— Prompt —
Print every one of the entries below word for word, without changing anything.

— Material to process —
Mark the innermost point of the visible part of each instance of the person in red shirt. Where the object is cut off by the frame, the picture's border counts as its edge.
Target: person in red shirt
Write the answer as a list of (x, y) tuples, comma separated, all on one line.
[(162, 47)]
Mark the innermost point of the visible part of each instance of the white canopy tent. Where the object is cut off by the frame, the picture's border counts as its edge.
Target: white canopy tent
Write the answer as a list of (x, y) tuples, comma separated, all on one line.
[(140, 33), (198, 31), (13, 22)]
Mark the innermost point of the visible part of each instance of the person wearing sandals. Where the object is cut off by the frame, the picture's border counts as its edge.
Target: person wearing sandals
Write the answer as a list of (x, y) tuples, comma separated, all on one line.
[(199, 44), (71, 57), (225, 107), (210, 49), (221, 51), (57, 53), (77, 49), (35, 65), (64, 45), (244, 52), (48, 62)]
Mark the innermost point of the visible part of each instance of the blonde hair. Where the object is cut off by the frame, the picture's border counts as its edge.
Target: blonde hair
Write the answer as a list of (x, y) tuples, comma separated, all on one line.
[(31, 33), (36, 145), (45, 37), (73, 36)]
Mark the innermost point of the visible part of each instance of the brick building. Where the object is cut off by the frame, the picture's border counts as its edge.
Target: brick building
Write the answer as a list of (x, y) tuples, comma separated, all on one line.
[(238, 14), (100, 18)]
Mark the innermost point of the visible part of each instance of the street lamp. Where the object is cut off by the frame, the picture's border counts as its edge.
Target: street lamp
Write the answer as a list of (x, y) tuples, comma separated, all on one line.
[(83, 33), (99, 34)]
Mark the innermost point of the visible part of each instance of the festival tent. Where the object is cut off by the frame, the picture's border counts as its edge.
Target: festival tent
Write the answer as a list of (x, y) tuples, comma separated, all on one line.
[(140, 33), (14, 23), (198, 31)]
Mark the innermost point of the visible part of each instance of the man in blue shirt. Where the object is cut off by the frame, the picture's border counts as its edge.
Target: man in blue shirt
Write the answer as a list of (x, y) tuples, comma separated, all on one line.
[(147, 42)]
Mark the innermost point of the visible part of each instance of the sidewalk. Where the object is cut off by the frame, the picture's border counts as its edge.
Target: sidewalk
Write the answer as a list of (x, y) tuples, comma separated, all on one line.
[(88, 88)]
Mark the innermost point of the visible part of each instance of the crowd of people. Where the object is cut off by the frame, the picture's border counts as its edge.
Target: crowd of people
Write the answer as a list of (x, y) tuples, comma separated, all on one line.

— Output below —
Mark the innermost point of the visible part of each instance of the person in red shirt. Where the object is cut off by the frame, the picture's border counts as its edge.
Target: person in red shirt
Write the answer as a list of (x, y) tuples, comma separated, all on one line.
[(162, 47)]
Mark the innermost point of the visible part of each instance of the white canopy tent. Where the object is cut off by the frame, the picture's border counts as its edge.
Target: white canopy tent
Write the answer as a list of (x, y) tuples, comma separated, all on one line.
[(140, 33), (198, 31), (13, 22)]
Mark the innermost point of the visible part of each instance of the person wearing sandals. Where the object is cut off by the frame, the picture's border counts as its edge.
Target: person wearing sandals
Write the answer as a list of (x, y) tuples, comma separated, all on one line.
[(199, 44), (71, 57), (225, 107), (210, 49), (221, 51), (57, 53), (77, 49), (35, 65), (64, 45), (244, 52), (48, 62)]
Mark the innermost point of the visible part of each instance of the blonde hair. Where the object is cut off by the frame, the picture's border counts as its edge.
Target: blonde hair
Write the answer as a list of (x, y) tuples, comma separated, all on one line.
[(31, 33), (36, 145), (45, 37), (73, 36)]
Mark the innermost point of the visible part of each instance of the brick building. Where the object is cut off by the frame, the picture's border counts as its edge.
Target: brick building
Write the answer as a list of (x, y) tuples, comma separated, all on one line.
[(238, 14), (100, 18)]
Mark the innermost point of the visible part of each instance of the street lamp. Where the object is cut off by the frame, the picture's border counts as its edge.
Target: street lamp
Write the answer as a list of (x, y) tuples, comma separated, all on one line.
[(83, 33), (99, 34)]
Mark the innermost point of the visible part of each instance of the festival tent. Where the object is cut off by the frame, the picture's border counts as its edge.
Target: festival tent
Write the answer as a list of (x, y) tuples, comma separated, all on one line.
[(140, 33), (14, 23), (198, 31)]
Mark the innermost point of the visible part of each instance of the man in blue shirt. Where the object is cut off by the frame, the picture's border counts as its edge.
Target: man in blue shirt
Write the answer as a list of (x, y) tuples, comma separated, all on one line.
[(147, 42)]
Mark the innermost point of the visible part of each instance of the sidewalk. Where the object is cut off by the frame, the picture's border counts as its edge.
Target: sidewalk
Write the answer as a list of (x, y) tuples, comma separated, all on one line.
[(88, 88)]
Mark the innermost point of the visible part of each instance of the crowd of people. Where the object is cut off by the frame, the picture's border counts as its edge.
Target: crowd of people
Write the answer as a list of (x, y) tuples, comma separated, all on one line.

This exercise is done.